┌────────

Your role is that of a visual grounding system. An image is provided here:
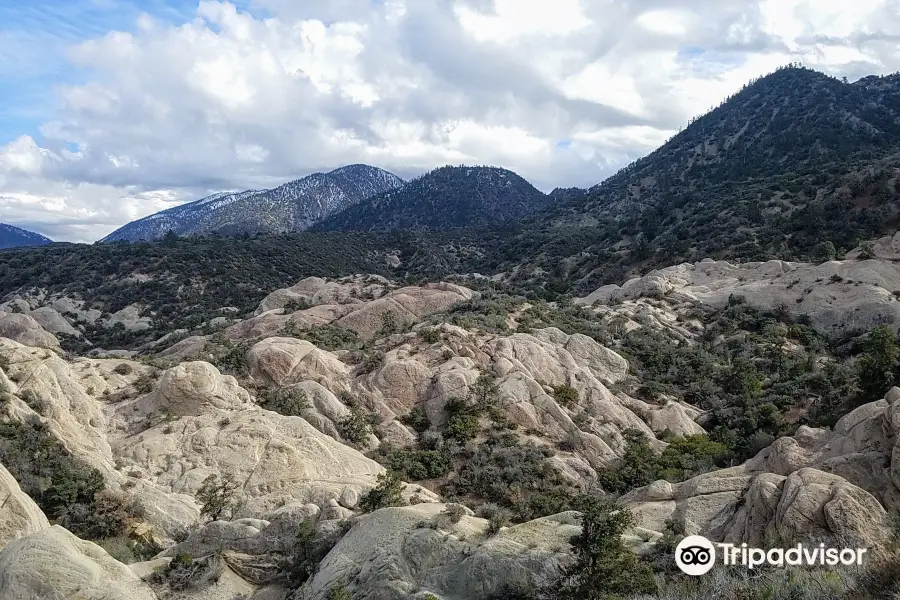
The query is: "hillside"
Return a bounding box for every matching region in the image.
[508,67,900,290]
[102,165,403,242]
[316,166,550,231]
[0,223,53,248]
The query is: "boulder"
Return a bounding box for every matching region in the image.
[0,525,157,600]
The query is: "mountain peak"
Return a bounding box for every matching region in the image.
[316,165,550,231]
[0,223,53,248]
[102,164,403,242]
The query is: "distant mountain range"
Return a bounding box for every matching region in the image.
[101,165,403,242]
[0,223,53,248]
[314,166,552,231]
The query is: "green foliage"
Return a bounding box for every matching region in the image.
[113,363,134,375]
[259,388,311,417]
[856,325,900,402]
[553,384,581,408]
[195,473,238,521]
[380,448,452,481]
[359,471,404,512]
[208,340,250,377]
[553,498,657,600]
[859,242,875,260]
[399,405,429,433]
[284,320,361,351]
[442,503,466,524]
[597,429,731,493]
[0,418,105,518]
[282,521,349,588]
[337,406,378,446]
[443,433,575,522]
[325,583,353,600]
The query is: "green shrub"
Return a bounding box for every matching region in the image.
[260,388,311,417]
[359,471,405,512]
[553,384,580,408]
[196,473,238,521]
[553,498,657,600]
[399,406,429,433]
[337,406,377,446]
[325,583,353,600]
[442,504,466,523]
[383,448,452,481]
[113,363,134,375]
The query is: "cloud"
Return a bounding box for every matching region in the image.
[0,0,900,241]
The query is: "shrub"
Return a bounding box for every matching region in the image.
[383,448,452,480]
[399,406,429,433]
[325,583,353,600]
[554,498,657,600]
[553,384,580,408]
[443,504,466,523]
[113,363,134,375]
[359,471,404,512]
[282,521,350,586]
[196,473,238,521]
[337,406,377,446]
[0,418,105,519]
[419,327,441,344]
[57,490,137,540]
[260,388,310,417]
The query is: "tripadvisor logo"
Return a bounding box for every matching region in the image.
[675,535,868,576]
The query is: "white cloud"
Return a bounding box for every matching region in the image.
[0,0,900,241]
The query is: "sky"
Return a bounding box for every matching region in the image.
[0,0,900,242]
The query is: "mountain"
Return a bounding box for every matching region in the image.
[0,223,53,248]
[101,165,403,242]
[316,166,551,231]
[458,66,900,293]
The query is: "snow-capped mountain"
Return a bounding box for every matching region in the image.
[315,165,551,231]
[101,165,403,242]
[0,223,53,248]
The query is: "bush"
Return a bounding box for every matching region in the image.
[443,504,466,523]
[282,521,349,586]
[0,418,105,519]
[597,429,731,494]
[399,406,429,433]
[196,473,238,521]
[57,490,138,540]
[359,471,405,512]
[325,583,353,600]
[382,448,453,480]
[553,384,580,408]
[260,388,310,417]
[337,406,377,446]
[113,363,134,375]
[553,498,657,600]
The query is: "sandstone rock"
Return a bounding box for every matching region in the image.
[148,361,250,416]
[577,260,900,339]
[247,337,350,391]
[0,525,156,600]
[0,465,50,548]
[295,503,580,600]
[0,313,59,349]
[104,304,152,331]
[28,306,81,337]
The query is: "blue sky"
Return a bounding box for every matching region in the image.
[0,0,258,145]
[0,0,900,241]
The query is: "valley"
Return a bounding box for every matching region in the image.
[0,67,900,600]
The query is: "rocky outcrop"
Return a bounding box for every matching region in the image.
[0,465,50,548]
[0,525,157,600]
[578,259,900,338]
[621,388,900,545]
[294,504,580,600]
[0,312,59,349]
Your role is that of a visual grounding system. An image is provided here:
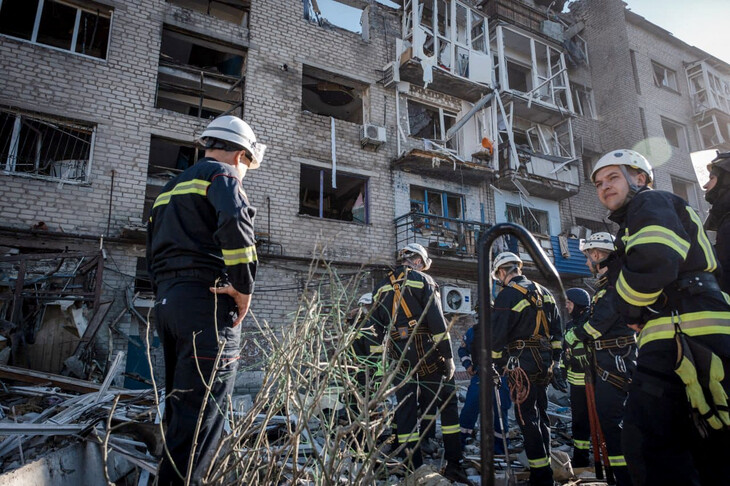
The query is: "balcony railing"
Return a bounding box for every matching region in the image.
[395,212,491,258]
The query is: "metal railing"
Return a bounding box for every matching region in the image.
[394,212,491,259]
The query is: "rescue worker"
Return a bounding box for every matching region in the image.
[703,151,730,294]
[566,232,636,486]
[492,252,563,486]
[562,288,591,467]
[457,326,512,455]
[371,243,469,484]
[147,115,266,486]
[591,150,730,486]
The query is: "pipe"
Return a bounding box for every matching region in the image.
[477,223,565,486]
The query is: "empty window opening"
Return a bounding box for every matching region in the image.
[506,204,550,235]
[303,0,367,34]
[167,0,251,27]
[155,28,245,118]
[662,117,689,151]
[411,186,464,219]
[672,176,699,209]
[0,0,111,59]
[299,165,369,224]
[0,110,94,182]
[651,61,679,91]
[571,83,596,119]
[408,100,456,150]
[302,66,365,124]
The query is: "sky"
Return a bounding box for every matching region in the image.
[625,0,730,63]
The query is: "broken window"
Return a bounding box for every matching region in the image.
[299,165,369,224]
[303,0,367,34]
[167,0,251,27]
[506,204,550,235]
[571,83,596,119]
[661,117,689,151]
[408,100,456,148]
[0,110,94,182]
[155,27,246,118]
[651,61,679,91]
[302,66,365,124]
[0,0,112,59]
[411,186,464,219]
[142,135,203,221]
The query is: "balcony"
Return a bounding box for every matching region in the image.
[494,145,580,201]
[395,212,491,275]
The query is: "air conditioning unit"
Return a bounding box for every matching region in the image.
[360,123,385,147]
[441,285,471,314]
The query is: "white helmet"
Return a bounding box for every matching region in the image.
[398,243,431,272]
[357,292,373,305]
[591,149,654,184]
[492,251,522,280]
[199,115,266,169]
[578,231,616,253]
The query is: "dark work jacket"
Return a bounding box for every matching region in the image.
[492,275,563,373]
[368,265,453,374]
[147,158,258,294]
[609,188,730,378]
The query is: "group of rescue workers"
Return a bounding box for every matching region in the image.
[147,115,730,486]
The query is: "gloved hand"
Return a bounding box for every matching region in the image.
[444,358,456,380]
[550,361,568,393]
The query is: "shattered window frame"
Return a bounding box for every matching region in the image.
[659,116,690,152]
[0,108,96,185]
[165,0,251,28]
[298,164,370,225]
[504,203,550,235]
[155,25,247,119]
[301,64,368,125]
[651,61,679,93]
[0,0,114,61]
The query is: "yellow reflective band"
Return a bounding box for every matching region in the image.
[573,439,592,450]
[152,179,210,209]
[626,224,690,260]
[685,206,717,272]
[433,332,451,343]
[223,245,258,267]
[441,424,461,435]
[637,311,730,348]
[583,322,601,339]
[616,271,662,307]
[568,370,586,385]
[608,456,626,467]
[512,300,530,312]
[527,457,550,469]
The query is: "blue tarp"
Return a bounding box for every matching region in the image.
[550,236,591,277]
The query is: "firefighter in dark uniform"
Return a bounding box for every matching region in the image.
[703,152,730,294]
[566,232,636,486]
[371,243,469,484]
[591,150,730,486]
[147,116,266,486]
[562,288,591,467]
[492,252,564,486]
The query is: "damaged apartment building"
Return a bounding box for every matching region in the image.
[0,0,730,400]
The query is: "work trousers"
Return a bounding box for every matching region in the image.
[622,372,730,486]
[459,375,512,455]
[570,384,591,467]
[516,382,553,486]
[155,279,241,486]
[593,352,636,486]
[395,371,462,469]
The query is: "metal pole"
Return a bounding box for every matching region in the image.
[477,223,565,486]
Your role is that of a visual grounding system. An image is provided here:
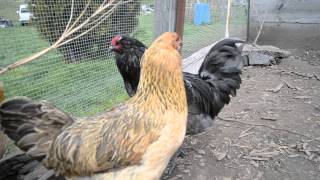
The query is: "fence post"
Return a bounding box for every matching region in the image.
[153,0,177,39]
[175,0,186,38]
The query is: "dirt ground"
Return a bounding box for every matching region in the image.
[169,50,320,180]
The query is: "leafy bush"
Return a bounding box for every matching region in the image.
[29,0,140,62]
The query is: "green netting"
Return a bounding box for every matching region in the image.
[0,0,247,116]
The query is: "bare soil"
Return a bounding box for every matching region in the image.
[169,50,320,180]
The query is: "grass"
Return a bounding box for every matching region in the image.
[0,26,128,116]
[0,0,245,116]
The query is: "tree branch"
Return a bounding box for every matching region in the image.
[0,0,133,75]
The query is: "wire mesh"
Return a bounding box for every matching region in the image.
[0,0,247,116]
[182,0,248,73]
[0,0,152,116]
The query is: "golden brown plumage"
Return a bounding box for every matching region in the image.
[0,33,187,179]
[0,81,5,102]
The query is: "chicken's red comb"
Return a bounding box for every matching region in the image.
[111,35,121,46]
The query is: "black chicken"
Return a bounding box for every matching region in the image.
[110,35,147,96]
[110,35,244,134]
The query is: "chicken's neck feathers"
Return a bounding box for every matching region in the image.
[132,46,187,112]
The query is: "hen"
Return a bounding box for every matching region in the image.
[109,35,147,96]
[110,35,244,134]
[0,33,188,179]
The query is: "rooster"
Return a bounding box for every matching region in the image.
[110,35,244,134]
[0,32,188,179]
[109,35,147,96]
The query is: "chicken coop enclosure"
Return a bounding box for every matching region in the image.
[0,0,248,116]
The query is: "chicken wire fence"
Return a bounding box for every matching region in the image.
[0,0,247,116]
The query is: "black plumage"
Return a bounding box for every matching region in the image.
[110,36,147,96]
[111,36,244,134]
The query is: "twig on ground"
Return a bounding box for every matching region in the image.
[218,116,320,143]
[267,83,284,93]
[260,117,278,121]
[290,71,313,79]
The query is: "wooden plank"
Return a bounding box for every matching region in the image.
[153,0,177,39]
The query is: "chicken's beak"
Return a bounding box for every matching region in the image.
[109,45,115,52]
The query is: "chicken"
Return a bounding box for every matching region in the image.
[110,35,147,96]
[0,32,188,179]
[110,35,243,134]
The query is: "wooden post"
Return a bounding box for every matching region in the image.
[175,0,186,39]
[153,0,177,39]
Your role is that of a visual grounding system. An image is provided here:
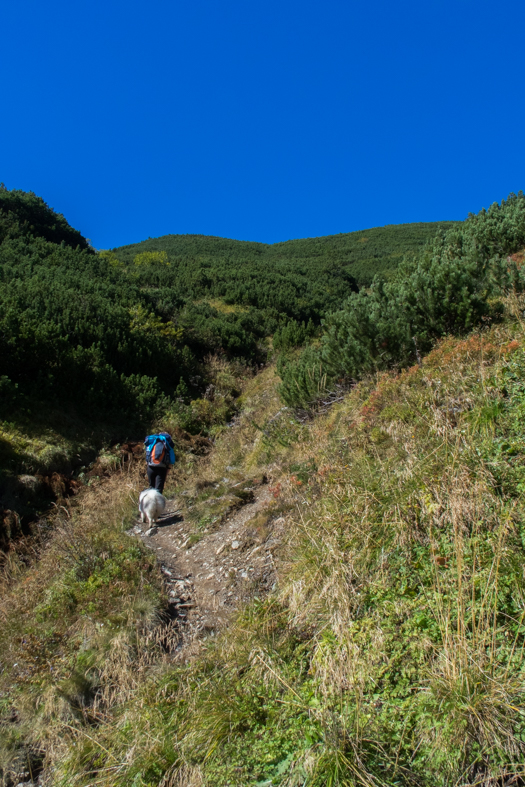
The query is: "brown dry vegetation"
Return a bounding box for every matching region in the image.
[5,303,525,787]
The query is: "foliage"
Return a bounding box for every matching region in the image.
[280,192,525,406]
[17,316,525,787]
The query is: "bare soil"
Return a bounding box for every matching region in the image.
[131,486,284,641]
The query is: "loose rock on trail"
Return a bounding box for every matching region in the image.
[131,487,282,640]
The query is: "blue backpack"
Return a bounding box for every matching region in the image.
[144,432,175,467]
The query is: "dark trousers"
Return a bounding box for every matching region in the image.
[146,465,168,494]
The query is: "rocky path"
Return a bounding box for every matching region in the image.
[132,487,283,639]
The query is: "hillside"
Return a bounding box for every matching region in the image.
[113,221,454,294]
[0,310,525,787]
[0,191,525,787]
[0,187,450,547]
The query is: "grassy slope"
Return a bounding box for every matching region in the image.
[115,221,453,286]
[1,298,525,787]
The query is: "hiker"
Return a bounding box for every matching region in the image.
[144,432,175,494]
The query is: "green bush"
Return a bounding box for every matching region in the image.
[279,192,525,407]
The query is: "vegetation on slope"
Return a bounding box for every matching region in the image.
[2,301,525,787]
[280,192,525,407]
[0,186,450,528]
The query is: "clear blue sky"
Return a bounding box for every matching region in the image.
[4,0,525,248]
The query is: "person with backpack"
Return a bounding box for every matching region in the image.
[144,432,175,494]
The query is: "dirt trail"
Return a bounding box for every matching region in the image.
[131,487,284,637]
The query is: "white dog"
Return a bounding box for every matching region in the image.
[139,489,166,527]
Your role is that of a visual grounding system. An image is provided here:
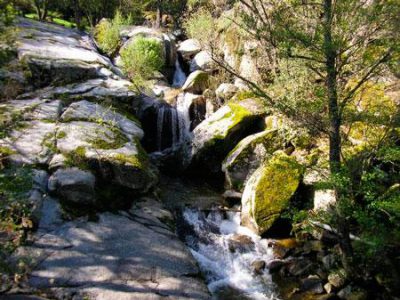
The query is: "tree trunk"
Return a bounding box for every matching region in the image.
[324,0,353,276]
[155,0,163,28]
[35,0,42,21]
[74,0,82,29]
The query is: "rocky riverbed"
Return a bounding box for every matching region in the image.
[0,18,396,299]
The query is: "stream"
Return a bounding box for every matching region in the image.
[183,208,278,300]
[157,60,278,300]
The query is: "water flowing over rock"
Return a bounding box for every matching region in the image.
[190,50,215,73]
[182,71,209,94]
[215,83,239,103]
[222,130,285,192]
[241,151,303,234]
[172,59,187,88]
[178,39,201,60]
[191,99,265,174]
[17,19,122,87]
[10,197,210,300]
[183,209,278,300]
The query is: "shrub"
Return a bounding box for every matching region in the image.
[121,36,164,86]
[94,11,133,56]
[183,9,217,45]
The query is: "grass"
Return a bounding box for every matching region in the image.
[25,12,83,28]
[0,167,33,272]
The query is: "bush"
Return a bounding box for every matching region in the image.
[183,9,217,45]
[94,11,133,56]
[121,36,164,86]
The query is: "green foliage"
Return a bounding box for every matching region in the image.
[0,0,17,25]
[183,9,217,45]
[64,146,90,170]
[94,11,132,56]
[0,167,33,271]
[186,0,210,10]
[121,36,164,87]
[252,152,303,232]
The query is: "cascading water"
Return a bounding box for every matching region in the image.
[183,209,279,300]
[172,58,186,88]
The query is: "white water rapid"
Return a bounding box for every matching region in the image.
[172,58,186,88]
[183,209,279,300]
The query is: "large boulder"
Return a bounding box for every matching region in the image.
[176,93,206,131]
[19,78,137,106]
[215,83,239,103]
[48,168,96,206]
[190,51,215,72]
[57,121,157,192]
[178,39,201,60]
[61,100,144,139]
[191,99,265,173]
[222,130,284,192]
[241,151,303,234]
[17,18,121,87]
[182,70,209,94]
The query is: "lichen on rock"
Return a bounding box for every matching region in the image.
[241,151,303,234]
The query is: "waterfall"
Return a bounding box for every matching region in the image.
[172,58,186,88]
[176,93,192,135]
[156,104,190,151]
[183,208,279,300]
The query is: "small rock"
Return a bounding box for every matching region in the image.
[267,259,286,273]
[222,190,242,199]
[288,258,313,276]
[33,170,49,193]
[337,285,368,300]
[328,270,346,288]
[228,234,255,253]
[190,51,214,72]
[324,282,334,294]
[322,254,336,270]
[48,168,96,205]
[251,260,266,275]
[178,39,201,60]
[182,71,209,94]
[215,83,239,102]
[303,241,323,254]
[301,275,324,294]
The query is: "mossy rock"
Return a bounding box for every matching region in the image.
[182,70,209,94]
[57,121,158,193]
[222,130,285,192]
[241,151,303,234]
[191,99,265,173]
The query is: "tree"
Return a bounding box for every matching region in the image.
[33,0,49,21]
[194,0,400,273]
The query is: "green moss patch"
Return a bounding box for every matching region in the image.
[252,152,303,232]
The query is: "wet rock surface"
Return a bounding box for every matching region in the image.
[9,198,209,299]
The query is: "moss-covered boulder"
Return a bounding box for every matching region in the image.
[191,99,265,173]
[56,121,157,193]
[222,130,284,192]
[182,70,209,94]
[241,151,303,234]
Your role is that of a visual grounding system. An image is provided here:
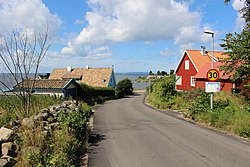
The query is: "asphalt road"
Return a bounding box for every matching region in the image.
[89,93,250,167]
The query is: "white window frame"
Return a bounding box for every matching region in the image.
[190,76,195,86]
[176,75,182,85]
[185,60,190,70]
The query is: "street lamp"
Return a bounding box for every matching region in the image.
[204,30,214,111]
[204,30,214,68]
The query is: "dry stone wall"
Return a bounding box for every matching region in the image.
[0,101,79,167]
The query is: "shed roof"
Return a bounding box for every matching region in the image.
[176,50,227,72]
[49,68,113,87]
[194,62,231,79]
[14,79,70,89]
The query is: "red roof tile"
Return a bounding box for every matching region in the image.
[49,68,113,87]
[186,50,227,71]
[194,62,230,79]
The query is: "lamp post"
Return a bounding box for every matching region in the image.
[204,30,214,111]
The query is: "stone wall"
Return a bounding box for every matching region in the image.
[0,101,79,167]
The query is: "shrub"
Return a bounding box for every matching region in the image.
[152,76,176,101]
[0,95,61,126]
[115,78,133,98]
[78,84,115,105]
[189,92,210,115]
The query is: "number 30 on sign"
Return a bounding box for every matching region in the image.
[207,69,220,82]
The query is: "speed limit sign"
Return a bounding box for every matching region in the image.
[207,69,220,82]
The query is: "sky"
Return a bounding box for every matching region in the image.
[0,0,244,73]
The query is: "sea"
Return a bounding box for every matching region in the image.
[0,72,148,92]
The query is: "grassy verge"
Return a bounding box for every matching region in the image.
[147,77,250,139]
[0,96,61,127]
[15,103,92,167]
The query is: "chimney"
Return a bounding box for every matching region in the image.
[67,66,71,73]
[201,46,207,55]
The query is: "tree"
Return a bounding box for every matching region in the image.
[157,71,161,75]
[169,69,174,75]
[115,78,133,98]
[150,76,176,101]
[0,29,49,116]
[224,0,250,30]
[161,71,168,76]
[148,71,154,75]
[221,29,250,81]
[220,0,250,91]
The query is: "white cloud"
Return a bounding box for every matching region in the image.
[62,0,206,54]
[0,0,61,38]
[61,42,113,60]
[232,0,245,31]
[160,48,177,57]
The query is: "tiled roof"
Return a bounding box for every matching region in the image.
[14,79,69,89]
[49,68,113,87]
[194,62,231,79]
[186,50,227,71]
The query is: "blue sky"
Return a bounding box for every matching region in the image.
[0,0,244,72]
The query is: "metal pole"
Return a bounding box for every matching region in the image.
[210,34,214,111]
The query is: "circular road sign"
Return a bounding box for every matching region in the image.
[207,69,220,82]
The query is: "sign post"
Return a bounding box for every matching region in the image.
[206,69,220,111]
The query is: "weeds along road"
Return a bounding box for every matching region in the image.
[89,93,250,167]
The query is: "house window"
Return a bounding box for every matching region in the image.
[185,60,189,70]
[176,75,182,85]
[190,76,195,86]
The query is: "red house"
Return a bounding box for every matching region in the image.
[194,62,246,92]
[175,50,226,90]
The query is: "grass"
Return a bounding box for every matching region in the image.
[147,90,250,139]
[15,102,92,167]
[0,96,61,127]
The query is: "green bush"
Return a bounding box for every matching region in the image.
[78,84,115,105]
[115,78,133,98]
[152,76,176,101]
[0,95,61,126]
[189,92,210,115]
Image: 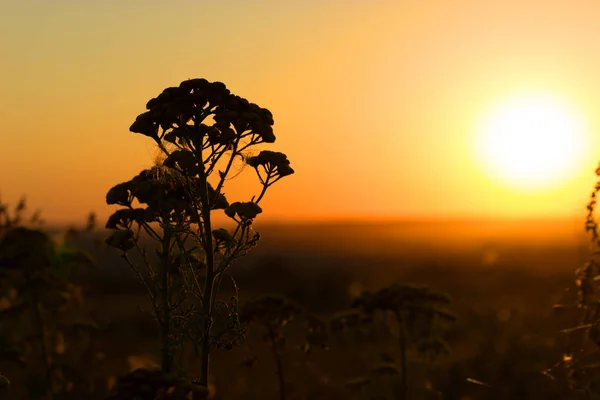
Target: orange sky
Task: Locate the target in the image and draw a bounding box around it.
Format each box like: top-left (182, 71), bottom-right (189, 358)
top-left (0, 0), bottom-right (600, 222)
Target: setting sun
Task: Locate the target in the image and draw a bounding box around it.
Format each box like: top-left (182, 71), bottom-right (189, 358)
top-left (476, 94), bottom-right (589, 190)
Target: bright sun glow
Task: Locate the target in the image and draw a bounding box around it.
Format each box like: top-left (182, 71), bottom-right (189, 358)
top-left (476, 94), bottom-right (588, 189)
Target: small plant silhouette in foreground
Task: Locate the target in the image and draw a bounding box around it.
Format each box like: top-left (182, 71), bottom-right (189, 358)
top-left (0, 195), bottom-right (96, 399)
top-left (106, 79), bottom-right (294, 386)
top-left (240, 294), bottom-right (328, 400)
top-left (346, 285), bottom-right (456, 399)
top-left (545, 160), bottom-right (600, 398)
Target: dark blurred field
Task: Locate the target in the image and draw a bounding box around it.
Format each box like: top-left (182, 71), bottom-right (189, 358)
top-left (7, 220), bottom-right (588, 400)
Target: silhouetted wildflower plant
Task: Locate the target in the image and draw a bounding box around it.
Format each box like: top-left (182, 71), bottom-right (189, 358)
top-left (106, 79), bottom-right (294, 386)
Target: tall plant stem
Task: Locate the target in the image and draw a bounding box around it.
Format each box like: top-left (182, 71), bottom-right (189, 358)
top-left (199, 159), bottom-right (215, 386)
top-left (161, 226), bottom-right (173, 373)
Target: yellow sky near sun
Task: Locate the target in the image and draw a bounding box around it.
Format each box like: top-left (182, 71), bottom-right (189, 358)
top-left (0, 0), bottom-right (600, 222)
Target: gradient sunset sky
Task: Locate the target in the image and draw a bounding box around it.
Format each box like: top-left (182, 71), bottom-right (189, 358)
top-left (0, 0), bottom-right (600, 222)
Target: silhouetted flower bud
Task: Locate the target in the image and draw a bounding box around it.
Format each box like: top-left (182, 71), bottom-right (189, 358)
top-left (225, 201), bottom-right (262, 219)
top-left (106, 182), bottom-right (131, 206)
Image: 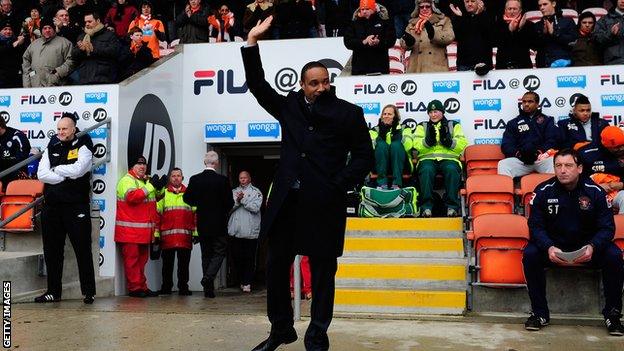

└────────

Please update the data from the very start down to and including the line that contains "[314,166,552,231]" by replacing "query" with "search term" and changing nothing else. Leave the pictures out of your answer.

* [SOLUTION FOR THIS TASK]
Your role is that of a visual grounding system. An image is provided here:
The search term is: "hillside"
Return a bounding box for every matching region in the image.
[508,67,900,290]
[102,165,403,242]
[316,166,550,231]
[0,223,53,248]
The search term is: "boulder"
Return a bounding box for every matching region in the image.
[0,525,157,600]
The search term is: "mountain peak"
Return a bounding box for every matching region in the image.
[316,165,550,231]
[0,223,53,248]
[102,164,403,242]
The search term is: "distant mountain range"
Return a bounding box for every matching region in the image.
[101,165,403,242]
[0,223,53,248]
[314,166,552,231]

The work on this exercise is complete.